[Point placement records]

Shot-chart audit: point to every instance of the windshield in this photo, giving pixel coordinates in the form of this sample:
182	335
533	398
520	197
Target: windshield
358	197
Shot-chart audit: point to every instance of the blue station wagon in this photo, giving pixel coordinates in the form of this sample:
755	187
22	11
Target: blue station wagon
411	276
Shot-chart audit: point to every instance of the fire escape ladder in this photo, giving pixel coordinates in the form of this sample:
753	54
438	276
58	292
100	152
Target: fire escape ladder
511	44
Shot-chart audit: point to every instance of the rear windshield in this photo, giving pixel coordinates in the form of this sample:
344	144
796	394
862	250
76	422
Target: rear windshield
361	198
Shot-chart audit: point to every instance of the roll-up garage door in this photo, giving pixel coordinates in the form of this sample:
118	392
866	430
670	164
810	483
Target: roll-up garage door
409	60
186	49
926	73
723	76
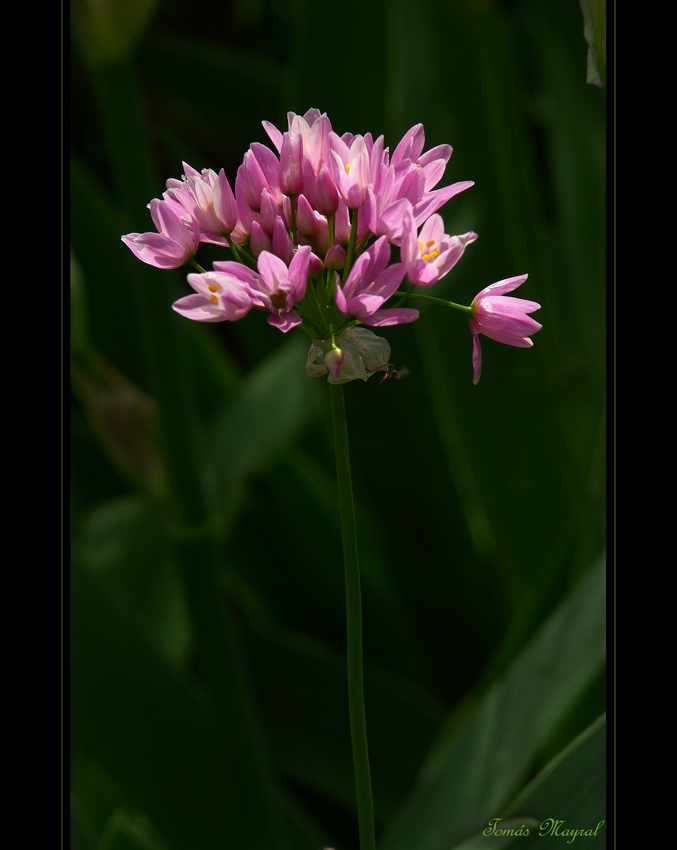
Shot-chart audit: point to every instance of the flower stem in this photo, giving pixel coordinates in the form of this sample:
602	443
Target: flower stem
351	248
410	294
358	727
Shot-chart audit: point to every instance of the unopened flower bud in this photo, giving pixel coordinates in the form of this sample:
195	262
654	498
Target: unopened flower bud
336	257
334	360
291	164
326	195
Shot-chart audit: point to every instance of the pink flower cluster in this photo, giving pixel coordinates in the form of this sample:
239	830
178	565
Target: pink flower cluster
311	227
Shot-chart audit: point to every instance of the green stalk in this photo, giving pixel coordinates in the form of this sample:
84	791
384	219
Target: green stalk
358	726
410	294
351	248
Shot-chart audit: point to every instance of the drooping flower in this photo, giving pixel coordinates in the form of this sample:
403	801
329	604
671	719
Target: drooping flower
502	318
172	246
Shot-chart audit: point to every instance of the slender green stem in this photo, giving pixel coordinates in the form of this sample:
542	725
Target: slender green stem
358	726
410	294
351	248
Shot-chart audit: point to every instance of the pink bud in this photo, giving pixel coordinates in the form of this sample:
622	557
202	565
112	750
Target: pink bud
306	222
291	164
259	239
334	360
326	195
336	257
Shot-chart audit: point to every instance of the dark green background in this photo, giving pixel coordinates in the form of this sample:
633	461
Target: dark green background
209	707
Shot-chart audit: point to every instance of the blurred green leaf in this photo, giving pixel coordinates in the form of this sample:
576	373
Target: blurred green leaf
571	789
310	732
109	29
594	30
132	713
470	777
276	401
123	832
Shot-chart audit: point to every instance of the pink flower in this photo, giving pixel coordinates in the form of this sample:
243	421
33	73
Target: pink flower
350	167
172	246
501	318
370	284
431	254
278	287
206	198
222	295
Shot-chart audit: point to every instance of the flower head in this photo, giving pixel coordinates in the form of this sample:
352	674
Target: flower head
502	318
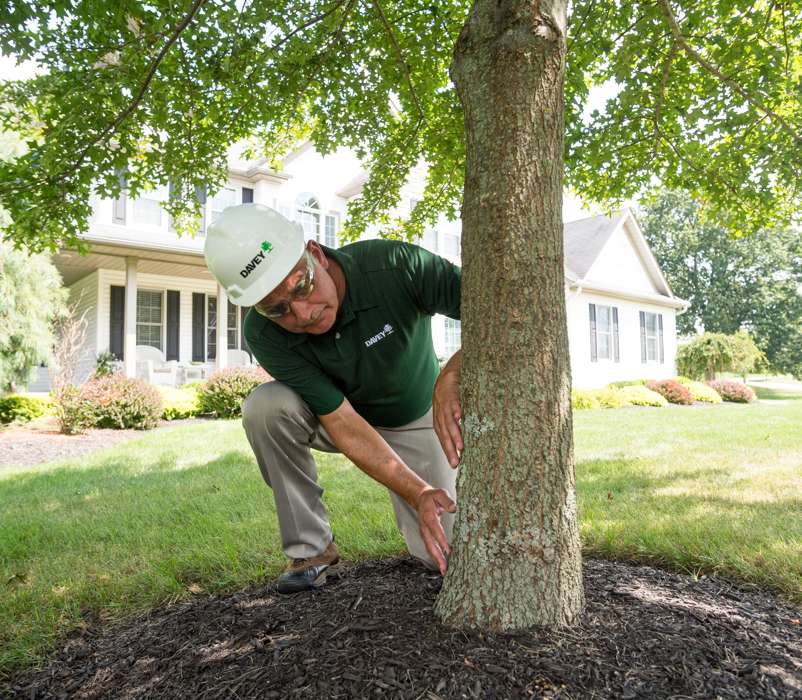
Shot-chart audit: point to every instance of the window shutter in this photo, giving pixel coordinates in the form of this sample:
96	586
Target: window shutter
594	353
117	323
642	337
242	342
660	337
173	324
616	351
198	326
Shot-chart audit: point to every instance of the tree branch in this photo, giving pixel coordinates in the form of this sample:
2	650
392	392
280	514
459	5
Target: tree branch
714	71
400	57
122	116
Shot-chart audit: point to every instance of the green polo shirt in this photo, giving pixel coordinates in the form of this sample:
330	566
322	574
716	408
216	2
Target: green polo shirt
379	352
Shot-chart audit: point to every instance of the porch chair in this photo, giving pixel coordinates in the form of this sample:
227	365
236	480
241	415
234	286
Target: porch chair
152	367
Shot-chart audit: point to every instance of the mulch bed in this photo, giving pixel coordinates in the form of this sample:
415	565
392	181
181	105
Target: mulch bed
40	441
369	632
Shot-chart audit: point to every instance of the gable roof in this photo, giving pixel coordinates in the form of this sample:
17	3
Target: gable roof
584	240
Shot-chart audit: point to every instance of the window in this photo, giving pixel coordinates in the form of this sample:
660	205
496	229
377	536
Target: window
308	214
651	337
211	328
603	332
331	230
149	318
227	197
452	335
233	327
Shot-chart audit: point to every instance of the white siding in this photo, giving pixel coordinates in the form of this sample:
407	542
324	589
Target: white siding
185	286
619	263
587	374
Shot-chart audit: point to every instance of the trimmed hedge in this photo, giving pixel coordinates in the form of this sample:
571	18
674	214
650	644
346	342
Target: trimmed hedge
22	408
639	395
672	391
224	392
730	390
179	402
581	400
700	391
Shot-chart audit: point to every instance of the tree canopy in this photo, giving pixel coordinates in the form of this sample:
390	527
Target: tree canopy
751	283
708	99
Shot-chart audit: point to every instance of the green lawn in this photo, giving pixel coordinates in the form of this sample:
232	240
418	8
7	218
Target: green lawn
696	489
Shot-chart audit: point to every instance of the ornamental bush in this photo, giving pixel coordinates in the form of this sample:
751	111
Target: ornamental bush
642	396
581	400
700	391
179	402
226	389
610	397
730	390
22	408
672	391
119	402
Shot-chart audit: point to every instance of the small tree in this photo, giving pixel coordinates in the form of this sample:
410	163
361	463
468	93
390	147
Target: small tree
710	353
31	295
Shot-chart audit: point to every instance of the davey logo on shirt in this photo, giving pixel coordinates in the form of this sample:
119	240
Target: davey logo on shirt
381	335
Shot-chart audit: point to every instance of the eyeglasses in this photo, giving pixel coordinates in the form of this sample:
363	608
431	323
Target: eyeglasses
302	290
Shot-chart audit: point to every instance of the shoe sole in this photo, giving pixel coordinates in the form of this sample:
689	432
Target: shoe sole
289	587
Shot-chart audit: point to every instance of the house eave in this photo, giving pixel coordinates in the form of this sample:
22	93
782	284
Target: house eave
632	295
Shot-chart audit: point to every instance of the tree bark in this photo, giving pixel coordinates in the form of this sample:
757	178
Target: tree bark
515	560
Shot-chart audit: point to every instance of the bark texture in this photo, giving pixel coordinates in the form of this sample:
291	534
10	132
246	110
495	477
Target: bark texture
515	560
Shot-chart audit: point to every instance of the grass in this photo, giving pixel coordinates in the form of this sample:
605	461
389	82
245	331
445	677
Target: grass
181	511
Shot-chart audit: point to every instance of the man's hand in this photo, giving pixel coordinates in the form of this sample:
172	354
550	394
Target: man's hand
446	410
432	503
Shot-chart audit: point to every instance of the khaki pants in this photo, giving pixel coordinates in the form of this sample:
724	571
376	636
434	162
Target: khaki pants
283	430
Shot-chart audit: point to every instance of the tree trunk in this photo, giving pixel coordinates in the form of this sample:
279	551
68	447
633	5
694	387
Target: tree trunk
516	561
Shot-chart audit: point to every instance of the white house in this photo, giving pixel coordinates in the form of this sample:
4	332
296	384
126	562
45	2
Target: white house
142	285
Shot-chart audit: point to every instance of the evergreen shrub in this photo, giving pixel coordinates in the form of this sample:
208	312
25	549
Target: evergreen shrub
642	396
224	392
21	409
581	399
700	391
672	391
730	390
119	402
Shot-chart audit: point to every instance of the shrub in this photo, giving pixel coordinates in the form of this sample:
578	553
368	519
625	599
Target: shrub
581	400
700	391
22	408
730	390
120	402
642	396
628	382
672	391
610	397
226	389
74	412
179	403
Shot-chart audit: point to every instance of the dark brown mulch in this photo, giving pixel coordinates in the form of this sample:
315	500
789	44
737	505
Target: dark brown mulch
370	633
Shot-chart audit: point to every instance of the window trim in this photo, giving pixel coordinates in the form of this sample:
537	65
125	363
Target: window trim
163	313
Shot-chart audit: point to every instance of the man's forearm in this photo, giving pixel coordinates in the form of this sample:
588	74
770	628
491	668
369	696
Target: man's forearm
362	444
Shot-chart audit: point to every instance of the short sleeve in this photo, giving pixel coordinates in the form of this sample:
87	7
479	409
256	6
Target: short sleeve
433	282
292	369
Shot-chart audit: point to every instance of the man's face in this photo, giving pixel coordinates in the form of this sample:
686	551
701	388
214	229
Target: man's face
316	313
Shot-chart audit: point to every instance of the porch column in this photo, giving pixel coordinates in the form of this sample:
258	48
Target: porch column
222	328
130	317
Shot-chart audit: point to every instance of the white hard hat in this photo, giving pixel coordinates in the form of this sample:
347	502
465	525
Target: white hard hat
249	249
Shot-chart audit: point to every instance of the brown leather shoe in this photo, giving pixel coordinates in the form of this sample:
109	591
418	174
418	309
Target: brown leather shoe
306	574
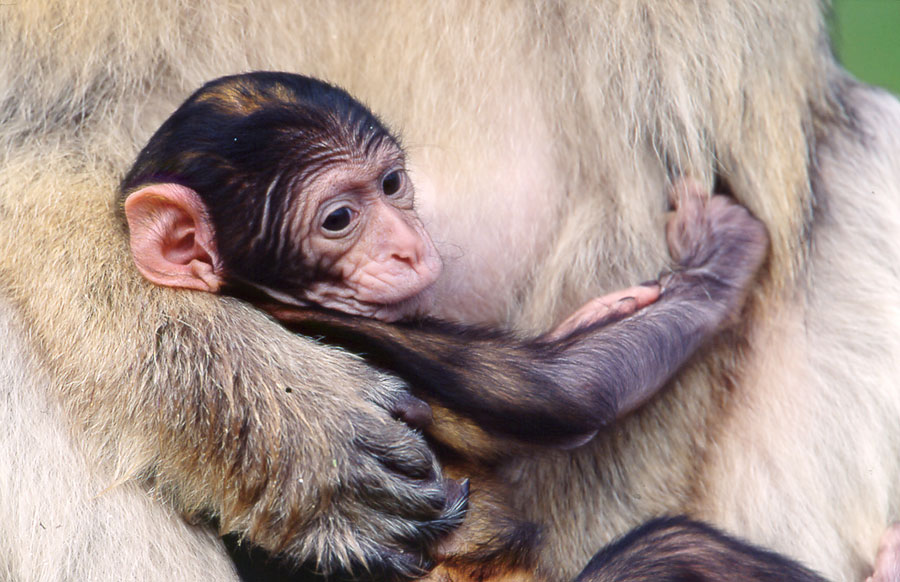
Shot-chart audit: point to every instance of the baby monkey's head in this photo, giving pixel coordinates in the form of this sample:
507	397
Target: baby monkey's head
284	184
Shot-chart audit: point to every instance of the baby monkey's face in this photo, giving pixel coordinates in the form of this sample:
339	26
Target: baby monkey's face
359	231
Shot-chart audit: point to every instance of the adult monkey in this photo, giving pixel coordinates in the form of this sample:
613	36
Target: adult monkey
785	434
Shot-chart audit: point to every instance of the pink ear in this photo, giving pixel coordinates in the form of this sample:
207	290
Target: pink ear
172	238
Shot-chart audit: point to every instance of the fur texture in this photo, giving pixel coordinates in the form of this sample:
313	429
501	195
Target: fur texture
542	135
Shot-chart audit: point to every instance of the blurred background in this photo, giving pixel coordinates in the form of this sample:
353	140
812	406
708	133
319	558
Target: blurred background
866	38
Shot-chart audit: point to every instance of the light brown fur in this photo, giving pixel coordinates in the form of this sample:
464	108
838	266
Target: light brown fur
541	136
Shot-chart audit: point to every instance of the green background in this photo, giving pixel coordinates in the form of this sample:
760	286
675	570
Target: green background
866	38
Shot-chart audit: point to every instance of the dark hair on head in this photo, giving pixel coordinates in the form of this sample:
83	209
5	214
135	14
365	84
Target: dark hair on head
251	133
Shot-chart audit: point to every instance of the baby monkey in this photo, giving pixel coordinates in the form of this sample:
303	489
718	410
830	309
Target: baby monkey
286	191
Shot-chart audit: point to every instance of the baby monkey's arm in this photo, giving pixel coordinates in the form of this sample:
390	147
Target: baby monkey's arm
561	391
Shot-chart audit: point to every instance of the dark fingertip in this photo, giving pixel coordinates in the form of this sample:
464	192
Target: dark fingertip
414	412
457	491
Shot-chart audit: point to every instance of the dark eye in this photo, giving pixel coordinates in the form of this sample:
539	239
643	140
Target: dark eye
338	220
391	183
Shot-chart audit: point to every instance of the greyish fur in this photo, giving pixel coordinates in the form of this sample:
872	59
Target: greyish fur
541	136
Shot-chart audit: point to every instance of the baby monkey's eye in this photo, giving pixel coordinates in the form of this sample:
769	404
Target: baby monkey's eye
391	183
338	220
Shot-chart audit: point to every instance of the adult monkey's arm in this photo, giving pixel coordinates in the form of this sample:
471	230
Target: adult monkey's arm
290	444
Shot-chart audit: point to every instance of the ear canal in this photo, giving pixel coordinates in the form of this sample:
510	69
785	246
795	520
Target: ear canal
172	238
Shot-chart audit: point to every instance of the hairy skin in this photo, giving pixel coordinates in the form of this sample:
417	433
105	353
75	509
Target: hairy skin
557	124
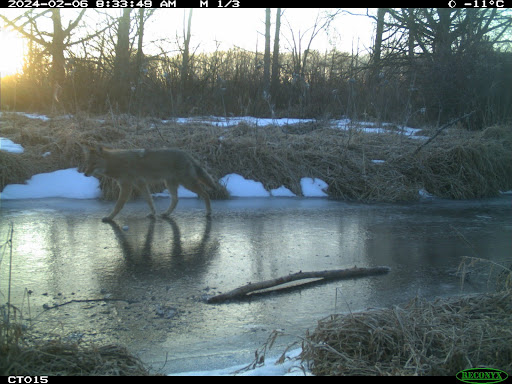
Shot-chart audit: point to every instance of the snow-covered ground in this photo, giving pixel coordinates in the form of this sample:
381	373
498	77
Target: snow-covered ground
271	367
70	183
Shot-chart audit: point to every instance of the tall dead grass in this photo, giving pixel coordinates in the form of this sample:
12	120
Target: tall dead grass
457	165
421	338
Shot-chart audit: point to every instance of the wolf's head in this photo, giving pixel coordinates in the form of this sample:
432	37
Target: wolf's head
96	164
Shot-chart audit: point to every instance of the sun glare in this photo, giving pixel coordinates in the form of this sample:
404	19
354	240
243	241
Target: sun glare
11	53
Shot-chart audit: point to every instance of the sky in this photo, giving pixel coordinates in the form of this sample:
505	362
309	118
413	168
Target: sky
222	28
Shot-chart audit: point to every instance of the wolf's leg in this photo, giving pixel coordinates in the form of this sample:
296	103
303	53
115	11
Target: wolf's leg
144	190
124	194
173	190
196	187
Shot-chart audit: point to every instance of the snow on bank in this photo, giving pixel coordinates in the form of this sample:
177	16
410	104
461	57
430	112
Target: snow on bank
70	183
9	146
67	183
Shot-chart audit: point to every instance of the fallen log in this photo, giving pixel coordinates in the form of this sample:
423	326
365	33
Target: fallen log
337	274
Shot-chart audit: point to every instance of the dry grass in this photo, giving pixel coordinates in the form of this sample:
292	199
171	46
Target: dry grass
457	164
422	338
57	358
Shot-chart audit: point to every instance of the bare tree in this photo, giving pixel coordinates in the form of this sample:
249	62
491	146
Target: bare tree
266	57
185	64
121	78
275	54
55	42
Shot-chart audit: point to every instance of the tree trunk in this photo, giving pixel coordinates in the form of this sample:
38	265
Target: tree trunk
245	291
185	65
275	56
266	58
121	86
58	72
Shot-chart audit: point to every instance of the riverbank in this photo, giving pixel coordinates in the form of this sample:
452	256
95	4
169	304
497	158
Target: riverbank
359	161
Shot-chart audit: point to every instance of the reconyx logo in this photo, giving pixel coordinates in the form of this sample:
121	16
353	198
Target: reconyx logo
481	375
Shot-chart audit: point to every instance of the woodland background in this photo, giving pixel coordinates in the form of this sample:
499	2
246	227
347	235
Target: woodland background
425	67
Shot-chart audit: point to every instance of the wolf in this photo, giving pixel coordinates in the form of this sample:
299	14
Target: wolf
138	167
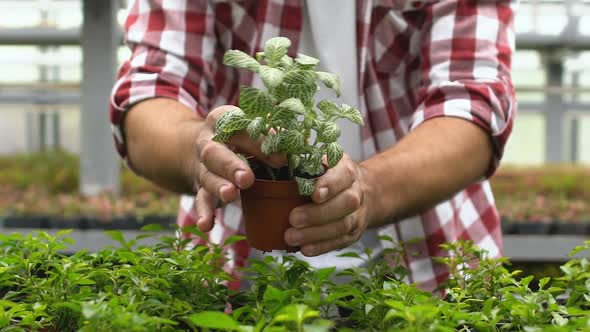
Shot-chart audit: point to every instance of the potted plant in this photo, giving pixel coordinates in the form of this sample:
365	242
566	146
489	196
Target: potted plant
286	118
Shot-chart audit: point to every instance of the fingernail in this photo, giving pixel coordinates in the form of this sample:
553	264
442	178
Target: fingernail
298	218
222	189
295	237
323	193
239	178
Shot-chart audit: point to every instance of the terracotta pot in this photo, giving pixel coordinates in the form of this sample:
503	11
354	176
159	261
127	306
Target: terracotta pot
266	207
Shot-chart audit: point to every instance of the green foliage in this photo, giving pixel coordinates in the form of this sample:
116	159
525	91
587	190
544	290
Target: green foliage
166	288
285	112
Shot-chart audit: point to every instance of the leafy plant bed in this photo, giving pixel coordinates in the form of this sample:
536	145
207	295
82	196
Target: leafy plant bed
83	223
544	227
47	184
166	288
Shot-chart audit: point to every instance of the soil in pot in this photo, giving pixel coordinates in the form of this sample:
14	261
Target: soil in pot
266	206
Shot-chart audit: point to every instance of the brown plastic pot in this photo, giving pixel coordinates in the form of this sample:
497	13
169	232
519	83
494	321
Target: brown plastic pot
266	206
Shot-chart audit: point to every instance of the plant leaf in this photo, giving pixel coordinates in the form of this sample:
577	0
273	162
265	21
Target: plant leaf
306	186
286	61
352	114
292	141
231	121
306	60
271	77
332	81
222	137
255	102
294	161
328	107
329	133
255	128
233	239
275	49
294	105
334	152
214	320
236	58
301	76
270	144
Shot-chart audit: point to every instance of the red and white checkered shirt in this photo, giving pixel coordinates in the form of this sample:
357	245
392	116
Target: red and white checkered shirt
416	60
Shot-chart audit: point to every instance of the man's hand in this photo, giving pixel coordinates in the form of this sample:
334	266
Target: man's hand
219	172
339	215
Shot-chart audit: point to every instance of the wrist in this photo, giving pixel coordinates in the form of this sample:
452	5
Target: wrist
188	136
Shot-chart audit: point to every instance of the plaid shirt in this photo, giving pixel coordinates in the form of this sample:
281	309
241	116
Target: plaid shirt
416	60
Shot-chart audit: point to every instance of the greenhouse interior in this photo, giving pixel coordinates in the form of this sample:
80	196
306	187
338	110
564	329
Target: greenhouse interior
88	244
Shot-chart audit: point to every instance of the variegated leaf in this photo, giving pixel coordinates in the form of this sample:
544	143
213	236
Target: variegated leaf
275	49
231	121
243	158
236	58
255	102
281	116
352	114
329	133
302	92
306	186
306	60
313	164
270	144
294	105
222	137
334	152
255	128
271	77
328	107
330	80
294	161
312	167
292	141
300	76
286	61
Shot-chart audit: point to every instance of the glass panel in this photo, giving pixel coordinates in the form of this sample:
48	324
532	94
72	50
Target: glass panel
584	139
526	145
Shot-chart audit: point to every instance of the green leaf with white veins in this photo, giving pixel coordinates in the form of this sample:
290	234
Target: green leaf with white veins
300	76
231	121
329	133
306	60
275	49
294	105
271	77
306	186
292	141
328	107
255	102
330	80
255	128
270	144
236	58
334	152
352	114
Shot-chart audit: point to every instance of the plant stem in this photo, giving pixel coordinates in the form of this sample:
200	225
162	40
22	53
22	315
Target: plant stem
270	172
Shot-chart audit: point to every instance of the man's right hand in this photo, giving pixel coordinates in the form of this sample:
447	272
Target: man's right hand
220	173
172	145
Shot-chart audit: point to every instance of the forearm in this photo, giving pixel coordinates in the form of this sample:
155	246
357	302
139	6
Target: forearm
160	137
439	158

Exercise: Take the lines from the one containing "Shot-chart audit: point to every instance of the wrist" to the last line of the material above and write them out exactly.

Completed exercise:
Shot-chart audit: point to every instance of the wrist in this photo, giving pixel coordinates in the form of this sample:
452	5
Target: wrist
188	136
Shot-chart audit: point to every instance of the plaid shirt in this photo, giving pixel coordinates in the form of this sample:
281	309
241	116
Target: plaid shirt
416	60
Shot-chart audit: point to every instance of the greenhouse interior in this photo, giving pixel coordinates in the form of this sample:
80	196
306	187
338	110
564	329
Target: greenhouse interior
88	244
Shot-chart audit: point to every instance of the variegated leaf in this photo, giving pixel coordinates in the form of this sample:
544	143
213	236
Target: variegated leaf
275	49
231	121
243	158
236	58
255	102
281	116
352	114
329	133
302	92
306	186
306	60
313	164
270	144
294	105
222	137
334	152
255	128
271	77
328	107
330	80
294	161
312	167
292	141
300	76
286	61
Shot-chart audit: point to every instance of the glass panel in this photo, giving pixel coordinates in the form of this sample:
48	324
532	94
72	50
Target: glass panel
584	139
526	145
Shot-chart audit: point to every instance of the green leaf with white veins in this photo, giving pixel coordinates in the form of this sample:
290	234
Target: green leaf with white veins
300	76
231	121
329	133
306	60
275	49
294	105
271	77
306	186
292	141
328	107
255	102
330	80
255	128
270	144
236	58
334	152
352	114
Shot-chart audit: point to every instance of the plant stem in this photo, giving pixel coordinates in the form of this sample:
200	225
162	40
22	53
22	315
Target: plant stem
270	172
Shot-chart audit: point to every instance of the man's right hand in this photo, giving pixel coordinates in the form of this sample:
447	272
Target: man's right hand
220	173
172	145
Shot-chart audit: point to every instance of the forearm in this photo, giving pixel coordinates in the form of this sample:
155	246
357	302
139	6
Target: forearm
160	137
439	158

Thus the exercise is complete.